* The exercise *
Pick out every line of the items below that contains the word "distant", and copy each one in full. Case counts.

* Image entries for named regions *
..............................

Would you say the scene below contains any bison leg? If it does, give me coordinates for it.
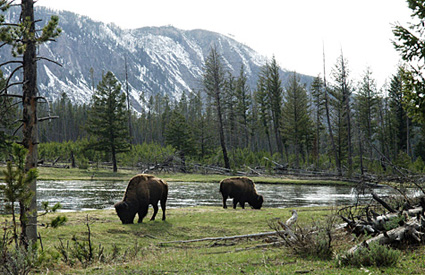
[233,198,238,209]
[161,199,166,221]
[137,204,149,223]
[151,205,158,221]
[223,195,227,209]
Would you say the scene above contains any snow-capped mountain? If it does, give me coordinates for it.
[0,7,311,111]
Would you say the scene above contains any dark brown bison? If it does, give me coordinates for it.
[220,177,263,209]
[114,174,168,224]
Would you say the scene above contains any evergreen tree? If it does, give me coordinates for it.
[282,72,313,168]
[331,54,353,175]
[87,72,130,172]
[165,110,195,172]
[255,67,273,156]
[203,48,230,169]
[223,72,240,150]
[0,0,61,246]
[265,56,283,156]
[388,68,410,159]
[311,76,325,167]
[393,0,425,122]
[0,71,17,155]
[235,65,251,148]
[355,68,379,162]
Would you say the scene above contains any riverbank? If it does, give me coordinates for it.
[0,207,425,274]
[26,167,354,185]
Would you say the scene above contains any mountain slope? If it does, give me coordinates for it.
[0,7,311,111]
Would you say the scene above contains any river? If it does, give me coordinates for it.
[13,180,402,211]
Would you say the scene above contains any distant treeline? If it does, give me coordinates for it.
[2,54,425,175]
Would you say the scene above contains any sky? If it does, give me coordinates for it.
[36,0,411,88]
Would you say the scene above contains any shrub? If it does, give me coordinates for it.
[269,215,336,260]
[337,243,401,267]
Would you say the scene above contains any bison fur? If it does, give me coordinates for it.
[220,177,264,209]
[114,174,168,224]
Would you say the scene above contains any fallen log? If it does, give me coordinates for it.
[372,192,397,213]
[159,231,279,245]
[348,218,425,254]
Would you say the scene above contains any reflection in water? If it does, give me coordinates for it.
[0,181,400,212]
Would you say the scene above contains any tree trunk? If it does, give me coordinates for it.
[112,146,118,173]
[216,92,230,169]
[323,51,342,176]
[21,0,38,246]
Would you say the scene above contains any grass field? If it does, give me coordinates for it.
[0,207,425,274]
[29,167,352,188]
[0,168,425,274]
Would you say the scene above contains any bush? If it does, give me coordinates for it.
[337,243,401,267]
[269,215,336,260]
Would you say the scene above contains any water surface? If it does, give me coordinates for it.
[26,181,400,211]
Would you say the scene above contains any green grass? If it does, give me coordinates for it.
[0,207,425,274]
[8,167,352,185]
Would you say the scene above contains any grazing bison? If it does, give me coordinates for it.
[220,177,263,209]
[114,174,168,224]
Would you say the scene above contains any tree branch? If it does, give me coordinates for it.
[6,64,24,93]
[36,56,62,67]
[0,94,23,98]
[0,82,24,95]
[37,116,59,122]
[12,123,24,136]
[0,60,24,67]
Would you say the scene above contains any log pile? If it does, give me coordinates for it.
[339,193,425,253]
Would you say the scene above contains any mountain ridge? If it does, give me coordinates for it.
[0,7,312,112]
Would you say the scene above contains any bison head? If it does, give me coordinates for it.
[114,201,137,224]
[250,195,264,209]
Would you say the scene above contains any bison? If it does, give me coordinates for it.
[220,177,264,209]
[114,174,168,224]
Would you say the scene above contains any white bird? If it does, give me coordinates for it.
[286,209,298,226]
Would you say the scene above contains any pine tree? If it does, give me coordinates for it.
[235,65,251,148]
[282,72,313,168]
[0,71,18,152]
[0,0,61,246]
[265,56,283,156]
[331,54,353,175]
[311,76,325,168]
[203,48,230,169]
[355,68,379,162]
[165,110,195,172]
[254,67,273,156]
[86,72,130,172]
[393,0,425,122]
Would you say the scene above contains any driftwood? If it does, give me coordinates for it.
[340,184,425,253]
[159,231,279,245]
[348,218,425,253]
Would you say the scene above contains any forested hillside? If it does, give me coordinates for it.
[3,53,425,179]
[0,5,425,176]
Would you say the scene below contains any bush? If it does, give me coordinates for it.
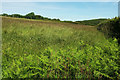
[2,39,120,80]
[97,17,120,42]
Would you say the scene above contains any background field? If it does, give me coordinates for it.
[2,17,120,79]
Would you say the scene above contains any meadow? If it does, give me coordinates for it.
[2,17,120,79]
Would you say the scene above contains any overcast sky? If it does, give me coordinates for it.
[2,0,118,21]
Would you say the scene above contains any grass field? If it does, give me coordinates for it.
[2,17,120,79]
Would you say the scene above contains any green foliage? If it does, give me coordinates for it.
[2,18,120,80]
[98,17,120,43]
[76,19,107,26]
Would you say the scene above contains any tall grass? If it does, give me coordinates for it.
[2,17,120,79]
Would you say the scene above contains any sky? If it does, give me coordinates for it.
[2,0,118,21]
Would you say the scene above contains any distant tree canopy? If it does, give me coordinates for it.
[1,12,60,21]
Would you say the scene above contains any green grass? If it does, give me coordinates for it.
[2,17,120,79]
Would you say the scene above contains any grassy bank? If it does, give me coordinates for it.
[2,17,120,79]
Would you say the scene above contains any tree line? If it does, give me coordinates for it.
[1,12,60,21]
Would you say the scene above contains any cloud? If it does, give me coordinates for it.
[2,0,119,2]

..............................

* Solution to the exercise *
Would you say the scene above contains any distant treeline? If it does, give me coordinates for it.
Would you say the scene above contains any distant tree canopy? If it does, give me coordinates for it.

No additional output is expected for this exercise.